§ **EXTRACTED RECORDS**:
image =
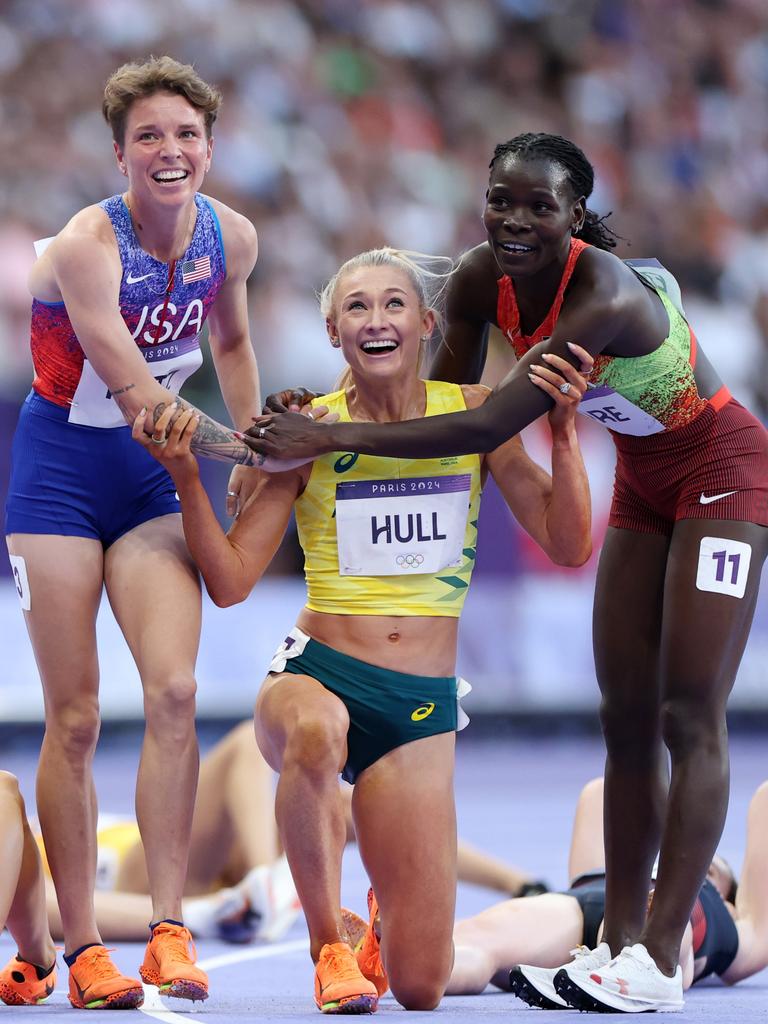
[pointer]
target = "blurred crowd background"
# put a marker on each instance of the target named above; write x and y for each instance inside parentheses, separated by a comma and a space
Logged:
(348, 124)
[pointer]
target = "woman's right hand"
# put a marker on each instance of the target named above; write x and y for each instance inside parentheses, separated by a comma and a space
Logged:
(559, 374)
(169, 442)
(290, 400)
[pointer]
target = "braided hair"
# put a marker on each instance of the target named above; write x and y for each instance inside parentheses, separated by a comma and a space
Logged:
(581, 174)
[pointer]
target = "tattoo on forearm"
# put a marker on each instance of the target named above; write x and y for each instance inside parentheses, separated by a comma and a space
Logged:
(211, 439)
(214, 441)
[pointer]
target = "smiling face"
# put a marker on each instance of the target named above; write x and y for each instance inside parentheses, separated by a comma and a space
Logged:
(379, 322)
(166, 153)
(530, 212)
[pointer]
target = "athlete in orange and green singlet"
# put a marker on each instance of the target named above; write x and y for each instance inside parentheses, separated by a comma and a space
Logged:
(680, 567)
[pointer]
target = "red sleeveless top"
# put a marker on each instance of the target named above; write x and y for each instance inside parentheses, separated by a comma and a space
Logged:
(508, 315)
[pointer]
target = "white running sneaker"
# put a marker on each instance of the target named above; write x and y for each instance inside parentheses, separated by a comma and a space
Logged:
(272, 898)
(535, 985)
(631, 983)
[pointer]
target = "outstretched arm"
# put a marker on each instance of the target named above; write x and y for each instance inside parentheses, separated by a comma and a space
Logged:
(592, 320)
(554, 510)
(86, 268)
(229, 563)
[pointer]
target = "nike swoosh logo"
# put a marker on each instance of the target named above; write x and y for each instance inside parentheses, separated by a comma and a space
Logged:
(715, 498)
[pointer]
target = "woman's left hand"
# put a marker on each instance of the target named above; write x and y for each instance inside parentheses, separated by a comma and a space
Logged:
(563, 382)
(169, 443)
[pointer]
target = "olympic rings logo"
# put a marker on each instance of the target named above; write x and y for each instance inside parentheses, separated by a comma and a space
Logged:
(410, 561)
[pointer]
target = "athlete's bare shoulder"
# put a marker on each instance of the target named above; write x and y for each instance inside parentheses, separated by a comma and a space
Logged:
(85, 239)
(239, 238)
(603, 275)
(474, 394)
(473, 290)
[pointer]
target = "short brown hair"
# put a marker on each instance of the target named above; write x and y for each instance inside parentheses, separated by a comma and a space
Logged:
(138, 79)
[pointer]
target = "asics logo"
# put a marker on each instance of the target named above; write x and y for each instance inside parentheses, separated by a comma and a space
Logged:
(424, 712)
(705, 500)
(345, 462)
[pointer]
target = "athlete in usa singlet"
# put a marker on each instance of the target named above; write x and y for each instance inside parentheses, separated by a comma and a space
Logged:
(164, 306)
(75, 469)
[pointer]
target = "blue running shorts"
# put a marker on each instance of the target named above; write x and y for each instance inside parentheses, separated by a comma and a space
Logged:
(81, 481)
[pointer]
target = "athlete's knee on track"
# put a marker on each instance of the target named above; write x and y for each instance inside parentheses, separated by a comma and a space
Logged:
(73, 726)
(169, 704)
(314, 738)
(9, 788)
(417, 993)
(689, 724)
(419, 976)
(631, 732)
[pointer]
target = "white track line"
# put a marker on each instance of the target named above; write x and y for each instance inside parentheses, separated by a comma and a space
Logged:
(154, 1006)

§ **YOUR GOAL**:
Repeat each record exactly as shown above, dropping all images.

§ **SOLUTION TO THIS PROBLEM**:
image =
[pointer]
target = "blurred crowd background"
# put a marker on each instance of the target named above; write x and y for each instance inside parentheses, separated by a comma and a space
Logged:
(348, 124)
[pointer]
target = "woman's right hand"
# put a marker on each instance of the target named above; write x and y for each instance inside parentheses, separated by a comma and a space
Logged:
(559, 374)
(169, 442)
(290, 400)
[pointer]
target = "braided hair"
# put a marker on each instance of the target named above; write x and y for each instance inside parentheses, separated by a comma and a space
Logged:
(581, 174)
[pointer]
target = "tattoo on forearm"
# put a marker on each instance of the target named above; write x and y for each instance inside parentheses, separated by a comma and a space
Logged:
(211, 439)
(214, 441)
[pointer]
target = "smiling face"
# put a marker on each instance of the target named above; write x and y for each instance inside parentheses, separated by a comma and a space
Logged:
(379, 322)
(166, 153)
(530, 212)
[pointer]
target = "athlete in orange and green singlet"
# put a marker on each instance of the target named above; write x and y for each instance inside parentheses, separated by a comma and a space
Logged:
(680, 567)
[pointer]
target = "red sleeveless top"
# put a marker on each instance of the target named above; write x and y for each instance inside parentheses, separated by a comma and a space
Logged:
(508, 315)
[pointer]
target = "white running sneaker"
# put a marker on each instance of the target named above; write x and y for each instance inside parentheses, separated by a comma and a space
Logged:
(272, 898)
(535, 985)
(631, 983)
[pointer]
target = "outstretched arm"
# put a marker on each instance of the target named above; write x and y for each instance inside parentheses, separated by a comma and a space
Logged:
(592, 320)
(554, 510)
(86, 268)
(229, 563)
[pointer]
target = "nike swoosh logo"
# put a marker on each instance of the target named above; write x and y for each instance inside parentheses, separated by a comma and a space
Logged:
(715, 498)
[pointer]
target = "woman's left hand"
# put a marker on each instance of the target named above; write x and y for each instance inside parentheses, separated by a comma and a space
Logged:
(563, 382)
(169, 443)
[pointer]
target = "olympic rings logo"
# put a marker on each instance of the target named above; write x and y for each instance inside parentheses, separated by a comma and a space
Logged:
(410, 561)
[pointer]
target = "athlete's bare shoulder"
# put a marker on each instance of the target named above; write x and y for each instance inside parentheses, separated by a comma and a space
Logged:
(85, 239)
(239, 238)
(603, 275)
(474, 394)
(473, 290)
[pointer]
target = "short brown hair"
# put a marker on each instance of the target named above; write x and y for each instance inside parentheses, separated by a comma and a space
Logged:
(138, 79)
[pointer]
target = "asics logo"
# put a marker on each instance of the target named above; write x and y for each instance inside parentheses, separated by a comma and a space
Logged:
(424, 712)
(705, 500)
(345, 462)
[pointer]
target = "athlete in usa singlet"
# put a marker on each instance of the target named above; write x and y for each instance inside parentheses, separated by a comma and a space
Logged:
(164, 306)
(75, 469)
[pointer]
target = "blue running shorts"
# put a marker on each instance of the target named above; write x and y for each instance inside parentheses, separated by a comma and a space
Logged:
(81, 481)
[pointer]
target = "athlete's knee on track"
# put a marker on each instance of the target named above; write x and y for each instance inside parentheses, separated by a comma and a space
Logged:
(73, 726)
(169, 704)
(314, 738)
(9, 788)
(417, 993)
(689, 724)
(419, 976)
(631, 732)
[pointer]
target = "white track line"
# put a marker on each instance of the target named above; write x and y for each instance inside parentheses, separated by a comma and a space
Logged:
(154, 1006)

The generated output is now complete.